(Строки из набора данных)

——————

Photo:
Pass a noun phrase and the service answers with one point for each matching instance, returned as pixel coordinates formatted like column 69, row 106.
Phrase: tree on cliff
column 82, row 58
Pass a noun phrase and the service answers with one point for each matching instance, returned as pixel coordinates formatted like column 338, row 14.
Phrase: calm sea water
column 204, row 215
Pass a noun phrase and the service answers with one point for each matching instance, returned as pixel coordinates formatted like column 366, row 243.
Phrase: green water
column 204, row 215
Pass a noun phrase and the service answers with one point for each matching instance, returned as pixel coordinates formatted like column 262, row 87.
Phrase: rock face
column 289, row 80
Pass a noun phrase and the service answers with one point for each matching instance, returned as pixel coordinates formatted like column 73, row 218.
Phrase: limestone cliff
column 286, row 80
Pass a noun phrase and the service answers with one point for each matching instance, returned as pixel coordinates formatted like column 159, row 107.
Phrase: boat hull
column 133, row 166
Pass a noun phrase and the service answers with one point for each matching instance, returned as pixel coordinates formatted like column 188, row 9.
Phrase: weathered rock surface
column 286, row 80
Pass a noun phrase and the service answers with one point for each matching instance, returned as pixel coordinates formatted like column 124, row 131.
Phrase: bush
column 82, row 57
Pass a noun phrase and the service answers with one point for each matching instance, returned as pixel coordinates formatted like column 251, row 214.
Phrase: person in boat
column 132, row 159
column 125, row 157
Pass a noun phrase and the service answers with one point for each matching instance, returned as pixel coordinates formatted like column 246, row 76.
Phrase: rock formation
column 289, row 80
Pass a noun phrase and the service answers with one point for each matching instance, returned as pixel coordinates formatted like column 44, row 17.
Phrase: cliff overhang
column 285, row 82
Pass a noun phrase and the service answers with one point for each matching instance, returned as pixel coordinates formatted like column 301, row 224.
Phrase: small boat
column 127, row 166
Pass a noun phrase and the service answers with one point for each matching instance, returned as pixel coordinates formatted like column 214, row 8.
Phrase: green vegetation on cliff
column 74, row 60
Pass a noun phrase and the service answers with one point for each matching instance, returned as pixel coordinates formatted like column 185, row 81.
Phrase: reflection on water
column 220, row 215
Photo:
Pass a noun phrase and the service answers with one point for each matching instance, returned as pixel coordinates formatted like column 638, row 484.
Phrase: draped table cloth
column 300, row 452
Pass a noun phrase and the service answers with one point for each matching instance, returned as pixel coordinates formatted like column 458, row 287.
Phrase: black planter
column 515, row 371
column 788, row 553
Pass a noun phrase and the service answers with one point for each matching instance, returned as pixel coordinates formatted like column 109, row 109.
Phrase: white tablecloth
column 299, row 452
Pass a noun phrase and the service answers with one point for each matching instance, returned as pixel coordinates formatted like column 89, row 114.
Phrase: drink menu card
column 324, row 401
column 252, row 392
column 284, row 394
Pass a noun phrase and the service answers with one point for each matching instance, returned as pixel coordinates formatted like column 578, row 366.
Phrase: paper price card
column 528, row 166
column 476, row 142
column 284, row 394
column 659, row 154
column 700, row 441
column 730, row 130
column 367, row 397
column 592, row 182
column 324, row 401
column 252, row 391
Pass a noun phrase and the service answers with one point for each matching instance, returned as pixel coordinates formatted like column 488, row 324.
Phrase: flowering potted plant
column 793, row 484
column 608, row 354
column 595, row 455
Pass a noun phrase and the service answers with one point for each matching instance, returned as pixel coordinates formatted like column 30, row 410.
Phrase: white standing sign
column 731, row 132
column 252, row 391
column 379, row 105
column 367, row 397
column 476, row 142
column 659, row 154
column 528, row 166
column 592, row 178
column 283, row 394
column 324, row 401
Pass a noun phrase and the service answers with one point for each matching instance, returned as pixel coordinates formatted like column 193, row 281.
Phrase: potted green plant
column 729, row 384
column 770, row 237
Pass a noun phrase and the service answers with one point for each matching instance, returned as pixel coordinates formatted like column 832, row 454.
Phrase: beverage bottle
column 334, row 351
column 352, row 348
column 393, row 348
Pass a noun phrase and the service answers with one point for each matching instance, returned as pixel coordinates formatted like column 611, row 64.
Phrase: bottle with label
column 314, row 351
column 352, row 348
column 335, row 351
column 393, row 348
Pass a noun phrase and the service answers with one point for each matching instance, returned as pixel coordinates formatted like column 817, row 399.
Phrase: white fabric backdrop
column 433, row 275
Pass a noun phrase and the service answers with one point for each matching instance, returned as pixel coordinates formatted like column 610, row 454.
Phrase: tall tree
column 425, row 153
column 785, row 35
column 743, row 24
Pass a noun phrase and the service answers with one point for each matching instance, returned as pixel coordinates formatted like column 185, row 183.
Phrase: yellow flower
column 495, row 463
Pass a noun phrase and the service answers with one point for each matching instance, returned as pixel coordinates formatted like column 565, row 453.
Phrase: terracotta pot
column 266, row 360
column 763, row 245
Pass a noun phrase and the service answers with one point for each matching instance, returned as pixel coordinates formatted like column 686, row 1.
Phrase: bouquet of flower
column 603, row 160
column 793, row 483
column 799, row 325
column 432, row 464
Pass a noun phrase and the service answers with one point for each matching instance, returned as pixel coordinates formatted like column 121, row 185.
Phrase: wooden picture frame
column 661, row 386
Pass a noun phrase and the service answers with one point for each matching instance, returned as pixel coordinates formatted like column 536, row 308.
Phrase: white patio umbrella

——————

Что нужно сделать
Пожалуйста, оформите нумерованным списком строки от той, где есть «536, row 308.», до последней строки включительно, пустые строки пропустите.

Результат ниже
1. Pass a noun phrase and the service answers with one point for each matching instance, returned as pixel coordinates formatted like column 536, row 308.
2. Phrase: white patio umbrella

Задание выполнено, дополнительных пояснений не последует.